### TASK TO CARRY OUT
Please transcribe the listing below in full and word for word, without its pictures.

### RAW DATA

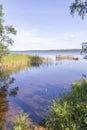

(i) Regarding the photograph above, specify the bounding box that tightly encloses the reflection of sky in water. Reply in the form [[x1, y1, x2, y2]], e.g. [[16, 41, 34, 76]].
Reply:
[[10, 51, 87, 122]]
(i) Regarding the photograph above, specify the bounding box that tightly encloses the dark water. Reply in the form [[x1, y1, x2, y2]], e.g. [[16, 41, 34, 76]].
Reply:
[[0, 52, 87, 125]]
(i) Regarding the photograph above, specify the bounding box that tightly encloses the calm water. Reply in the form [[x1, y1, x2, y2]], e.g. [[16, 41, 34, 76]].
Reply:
[[0, 52, 87, 122]]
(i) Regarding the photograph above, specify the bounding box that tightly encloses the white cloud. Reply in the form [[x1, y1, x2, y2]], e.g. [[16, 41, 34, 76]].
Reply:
[[10, 29, 87, 50]]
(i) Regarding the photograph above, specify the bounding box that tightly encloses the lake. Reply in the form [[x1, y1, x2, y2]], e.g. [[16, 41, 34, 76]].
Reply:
[[0, 51, 87, 126]]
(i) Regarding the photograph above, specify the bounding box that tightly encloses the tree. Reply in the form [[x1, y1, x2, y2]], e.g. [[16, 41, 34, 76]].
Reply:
[[0, 4, 16, 60], [70, 0, 87, 19]]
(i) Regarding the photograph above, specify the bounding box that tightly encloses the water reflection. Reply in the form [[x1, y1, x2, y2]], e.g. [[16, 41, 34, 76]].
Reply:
[[0, 71, 19, 130]]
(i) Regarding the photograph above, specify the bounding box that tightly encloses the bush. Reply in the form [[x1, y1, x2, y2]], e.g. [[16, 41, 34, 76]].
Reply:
[[45, 79, 87, 130]]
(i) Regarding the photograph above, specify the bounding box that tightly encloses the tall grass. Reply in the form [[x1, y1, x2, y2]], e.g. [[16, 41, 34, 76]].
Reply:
[[14, 113, 29, 130], [0, 54, 44, 70], [45, 79, 87, 130]]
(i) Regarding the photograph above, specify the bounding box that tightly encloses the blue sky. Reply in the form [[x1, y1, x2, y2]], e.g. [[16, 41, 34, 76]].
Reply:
[[0, 0, 87, 50]]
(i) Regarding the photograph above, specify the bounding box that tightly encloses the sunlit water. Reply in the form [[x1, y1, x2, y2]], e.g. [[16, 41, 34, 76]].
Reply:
[[1, 52, 87, 122]]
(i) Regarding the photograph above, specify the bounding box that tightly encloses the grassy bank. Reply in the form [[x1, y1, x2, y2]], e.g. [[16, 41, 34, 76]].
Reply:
[[0, 54, 45, 70], [43, 79, 87, 130]]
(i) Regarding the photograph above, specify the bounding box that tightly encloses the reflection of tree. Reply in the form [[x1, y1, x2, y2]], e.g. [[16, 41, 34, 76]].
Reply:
[[0, 72, 18, 130]]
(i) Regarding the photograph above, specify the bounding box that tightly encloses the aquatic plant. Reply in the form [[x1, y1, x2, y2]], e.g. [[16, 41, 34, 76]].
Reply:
[[44, 79, 87, 130]]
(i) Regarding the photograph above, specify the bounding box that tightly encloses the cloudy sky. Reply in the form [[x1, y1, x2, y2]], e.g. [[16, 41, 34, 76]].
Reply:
[[0, 0, 87, 50]]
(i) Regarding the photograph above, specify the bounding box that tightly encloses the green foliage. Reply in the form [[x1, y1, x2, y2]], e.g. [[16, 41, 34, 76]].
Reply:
[[14, 113, 29, 130], [0, 4, 16, 60], [70, 0, 87, 19], [45, 79, 87, 130]]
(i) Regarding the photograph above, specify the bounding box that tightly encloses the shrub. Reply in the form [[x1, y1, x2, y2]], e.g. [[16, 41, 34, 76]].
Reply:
[[45, 79, 87, 130]]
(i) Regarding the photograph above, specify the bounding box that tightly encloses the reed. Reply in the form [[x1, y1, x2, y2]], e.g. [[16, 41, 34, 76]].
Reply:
[[44, 79, 87, 130], [0, 54, 45, 70]]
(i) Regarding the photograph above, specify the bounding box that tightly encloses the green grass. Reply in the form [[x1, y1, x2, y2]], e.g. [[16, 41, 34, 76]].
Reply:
[[44, 79, 87, 130], [13, 113, 29, 130], [0, 54, 45, 70]]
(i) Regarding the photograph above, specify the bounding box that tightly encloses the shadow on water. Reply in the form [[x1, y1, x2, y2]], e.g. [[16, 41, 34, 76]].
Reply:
[[0, 60, 49, 130], [0, 71, 19, 130]]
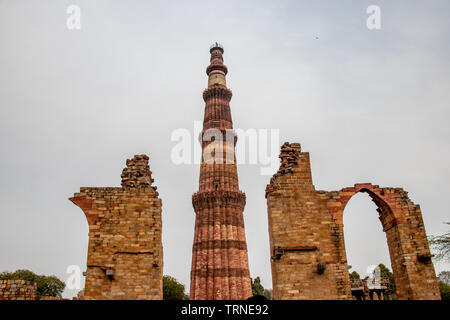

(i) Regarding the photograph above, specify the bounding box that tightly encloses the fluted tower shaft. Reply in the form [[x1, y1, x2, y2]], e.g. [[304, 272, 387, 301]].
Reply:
[[190, 43, 252, 300]]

### COMPLETE OUTPUT
(i) Regarding the photograph above, specify the bounding box that tightly encloses the reflection of sky in water. Reply in the form [[x1, y1, x2, y2]], e.g. [[16, 41, 34, 76]].
Reply:
[[10, 51, 87, 122]]
(i) Regarding the photograph above, specify the bounding box that tightly encloses the dark water. Reply in the form [[x1, y1, x2, y2]], e.g. [[16, 41, 34, 76]].
Reply:
[[0, 52, 87, 125]]
(i) Regarding the photograph above, specify the bounding box that tightly encloses the calm water. Reply in the form [[x1, y1, x2, y2]], e.g. [[16, 41, 34, 76]].
Reply:
[[0, 52, 87, 122]]
(i) Regarding the photograph above, specify the bounding box that tightly encloses the white cloud. Reply in the form [[x1, y1, x2, y2]], e.g. [[16, 41, 34, 76]].
Reply:
[[10, 29, 87, 50]]
(i) Regarding the photograph above, specify the bounding box that tightly encloses the lake. Reply in the form [[x1, y1, x2, y2]], e.g. [[16, 41, 34, 76]].
Reply:
[[0, 51, 87, 126]]
(i) Regarding the photograph above, specify the bounding box that tightly encloses the tree. Reply in the form [[x1, y1, x2, y2]], e.g. [[16, 41, 34, 76]].
Reply:
[[0, 4, 16, 60], [70, 0, 87, 19]]
(i) Regarding the photograph above, specify the bounding box that tightly encloses the water reflection. Reply in the form [[x1, y1, x2, y2]], e.g. [[16, 41, 34, 76]].
Reply:
[[0, 71, 19, 130]]
(i) Regarding the photograph above, specify the bounding box that tightly encloses the bush. Reply in the form [[x1, y1, x2, y2]], e.g. [[16, 41, 34, 76]].
Reply:
[[45, 79, 87, 130]]
(i) Regarding the photograph above, specify the bounding box that tightly encloses the tall grass. Reply in the form [[x1, y1, x2, y2]], e.g. [[16, 41, 34, 76]].
Reply:
[[14, 113, 29, 130], [0, 54, 44, 70], [45, 79, 87, 130]]
(i) Regarding the photograph above, specify the bounding box that tightly encloses the blue sky. Reply in the form [[x1, y1, x2, y2]], e.g. [[16, 41, 34, 76]].
Reply:
[[0, 0, 87, 50]]
(i) Regarding the photograph above, specify the bounding box that tightly encloses the sunlit water. Reply in the form [[x1, y1, x2, y2]], e.g. [[16, 41, 34, 76]].
Reply:
[[1, 52, 87, 122]]
(i) Regarding the photograph above, specify the bounding box that tightly encloses the grassy bank. Reply in the form [[x1, y1, x2, y2]], e.g. [[16, 41, 34, 76]].
Reply:
[[0, 54, 45, 70], [43, 79, 87, 130]]
(i) Regarding the photograph above, specify the bounding box that tightly encloses the reflection of tree. Reply in the form [[x1, y1, x2, y2]], e.g. [[16, 41, 34, 76]].
Reply:
[[0, 72, 18, 130]]
(i) Regarding the photograph above, specify the bounding box that tightly encloses the aquatic plant. Reply in the form [[x1, y1, x2, y2]], e.g. [[16, 41, 34, 76]].
Reply:
[[44, 79, 87, 130]]
(i) Regarding the photograph above, specify the bounding box that tightly encloses the cloudy sky. Reply in the form [[x1, y1, x2, y2]], e.g. [[16, 41, 34, 76]].
Reply:
[[0, 0, 87, 50]]
(i) Regarding the photograph above, specify the bounding box that tightly encloses the green foliage. Reply in the form [[x1, y1, x2, y2]], e.g. [[16, 41, 34, 76]].
Reply:
[[14, 113, 29, 130], [0, 4, 16, 60], [70, 0, 87, 19], [45, 79, 87, 130]]
(i) Regarding the photograph above, specify the bounding box that tightly encloses the shrub. Reply in the form [[x1, y1, x2, y2]], e.g. [[16, 41, 34, 76]].
Reply:
[[45, 79, 87, 130]]
(i) Regarding the photograph above, specify the bounding box that tightly encloses the reed. Reply in the form [[x1, y1, x2, y2]], e.g. [[16, 41, 34, 76]].
Reply:
[[44, 79, 87, 130], [0, 54, 45, 70]]
(i) Regarding the photograph above, specify the bounding box that tightly encloses the green grass. Reply in the form [[x1, y1, x2, y2]], e.g. [[16, 41, 34, 76]].
Reply:
[[44, 79, 87, 130], [13, 113, 29, 130], [0, 54, 45, 70]]
(i) Regarding the photograph above, specify the bounding box that tightly encloses the shadow on water. Reply in the form [[x1, y1, x2, y2]], e.g. [[16, 41, 34, 76]].
Reply:
[[0, 60, 49, 130], [0, 71, 19, 130]]

(i) Regarding the photograph above, specify the bounding box that tightly encloses the fluted tower shaft. Reply in the form [[x1, y1, x2, y2]], e.g. [[304, 272, 387, 301]].
Reply:
[[190, 43, 252, 300]]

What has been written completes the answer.